== EXCERPT PROVIDED ==
▽

Florence Pugh’s Next Period Drama Is Inspired By a Chilling True Story

Florence Pugh cut her teeth in the 2017 adaptation of Lady Macbeth, a Victorian thriller set in rural Northumberland which saw her play a young murderess. For her first Netflix project, the Don’t Worry, Darling star is going back to her period drama roots as the lead in the adaptation of Emma Donoghue’s novel The Wonder. Ahead of the film’s premiere this spring, a quick recap of everything we know so far about the project.

The plot is distinctly eerie

Set in mid-19th-century Ireland, The Wonder centers around the deeply religious 11-year-old Anna O’Donnell, who becomes a tourist attraction in her remote village thanks to her claim that she’s eaten nothing for months, surviving on the purest “manna from heaven” rather than actual food. Enter British nurse Lib Wright (Pugh), who previously served in the Crimea under Florence Nightingale (“Miss N”), and has been tasked with observing Anna and monitoring her health. Joining her in the Irish Midlands: the no-nonsense journalist Will Byrne (Tom Burke), who’s insistent that someone is slipping food to Anna (and that this person is, in fact, liable for child abuse).

The Irish landscape will feature heavily

In a first for Netflix, production for The Wonder took place largely in and around County Wicklow in Ireland, with a few detours to Dublin as well. Pugh kept fans updated about the shoot via Instagram, sharing a photograph of the verdant landscape in and around the town of Hollywood. “We’ve been traipsing around the Irish hills for the last week,” she wrote alongside another shot of herself in period costume. “It’s truly been a magnificent start to a beautiful and exciting film. What a story to get our teeth stuck into, what a crew to be working alongside and a fantastic director Sebastian Lelio to be leading us! This will be fun.”

It’s based on a true Victorian phenomenon

Donoghue—best known for her chilling thriller *Room—*cites the stories of “fasting girls” reported across Europe during the Victorian era as the inspiration for The Wonder. Perhaps the most famous case of a girl claiming to be nourished by her belief in God alone is the Welsh tween Sarah Jacob, whose vicar reported on her years of fasting in the local newspapers—with the case subsequently gaining national attention. Doctors later insisted on monitoring Jacob in the hospital, where she died of starvation—leading to her parents’ conviction for manslaughter.

△

== MATERIAL SUPPLIED ==

▽

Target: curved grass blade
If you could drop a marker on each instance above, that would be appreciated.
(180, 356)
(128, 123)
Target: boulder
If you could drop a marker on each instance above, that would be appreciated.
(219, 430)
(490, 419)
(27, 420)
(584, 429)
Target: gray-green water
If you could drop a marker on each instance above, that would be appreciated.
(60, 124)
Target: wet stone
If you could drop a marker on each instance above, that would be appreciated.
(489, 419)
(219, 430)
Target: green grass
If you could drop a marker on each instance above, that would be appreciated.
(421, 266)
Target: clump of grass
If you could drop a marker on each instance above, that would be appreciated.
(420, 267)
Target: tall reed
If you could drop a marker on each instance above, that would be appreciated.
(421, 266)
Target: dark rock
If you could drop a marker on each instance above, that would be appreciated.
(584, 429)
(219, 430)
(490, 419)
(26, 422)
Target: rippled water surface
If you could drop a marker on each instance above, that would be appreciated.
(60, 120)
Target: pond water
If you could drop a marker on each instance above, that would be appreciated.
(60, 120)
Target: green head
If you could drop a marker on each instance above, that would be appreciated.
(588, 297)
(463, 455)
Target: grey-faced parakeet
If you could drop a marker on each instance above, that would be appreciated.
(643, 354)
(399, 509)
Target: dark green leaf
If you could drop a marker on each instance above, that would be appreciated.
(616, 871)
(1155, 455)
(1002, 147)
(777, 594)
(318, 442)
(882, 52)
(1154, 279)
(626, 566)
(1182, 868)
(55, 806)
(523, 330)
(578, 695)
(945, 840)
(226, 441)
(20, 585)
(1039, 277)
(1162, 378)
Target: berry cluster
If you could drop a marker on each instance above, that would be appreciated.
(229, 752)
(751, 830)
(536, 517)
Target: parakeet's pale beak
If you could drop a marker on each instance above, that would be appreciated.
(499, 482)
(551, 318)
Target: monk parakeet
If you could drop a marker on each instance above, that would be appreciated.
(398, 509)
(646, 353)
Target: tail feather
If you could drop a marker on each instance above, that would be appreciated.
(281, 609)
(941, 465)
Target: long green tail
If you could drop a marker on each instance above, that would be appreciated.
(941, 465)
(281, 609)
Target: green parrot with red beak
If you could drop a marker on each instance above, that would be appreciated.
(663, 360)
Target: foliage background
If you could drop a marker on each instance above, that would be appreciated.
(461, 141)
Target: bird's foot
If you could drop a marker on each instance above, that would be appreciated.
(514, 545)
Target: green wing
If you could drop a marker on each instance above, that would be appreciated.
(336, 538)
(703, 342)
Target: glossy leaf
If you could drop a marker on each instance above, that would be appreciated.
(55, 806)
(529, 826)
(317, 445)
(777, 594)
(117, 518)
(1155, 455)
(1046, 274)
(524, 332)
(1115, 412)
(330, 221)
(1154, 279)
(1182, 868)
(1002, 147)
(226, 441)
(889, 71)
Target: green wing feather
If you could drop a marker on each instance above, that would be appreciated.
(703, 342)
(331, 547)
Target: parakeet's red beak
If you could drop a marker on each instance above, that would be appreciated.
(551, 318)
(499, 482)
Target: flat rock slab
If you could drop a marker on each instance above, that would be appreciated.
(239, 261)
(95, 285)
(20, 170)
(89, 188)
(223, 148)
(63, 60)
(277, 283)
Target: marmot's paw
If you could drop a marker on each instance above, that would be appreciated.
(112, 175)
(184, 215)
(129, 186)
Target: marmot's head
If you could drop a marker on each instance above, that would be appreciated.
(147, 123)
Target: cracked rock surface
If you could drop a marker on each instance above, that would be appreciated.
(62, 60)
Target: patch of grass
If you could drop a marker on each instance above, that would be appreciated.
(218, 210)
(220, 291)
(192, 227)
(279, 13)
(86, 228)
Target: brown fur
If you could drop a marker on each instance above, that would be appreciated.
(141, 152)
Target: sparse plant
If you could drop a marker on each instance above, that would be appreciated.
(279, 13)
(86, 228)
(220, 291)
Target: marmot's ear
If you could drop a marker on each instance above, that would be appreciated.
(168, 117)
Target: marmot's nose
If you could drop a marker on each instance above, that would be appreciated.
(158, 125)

△

== REQUIRED ACTION ==
Please name the actor who plays the journalist Will Byrne, according to the article about Florence Pugh's period drama.

== WRITTEN RESPONSE ==
Tom Burke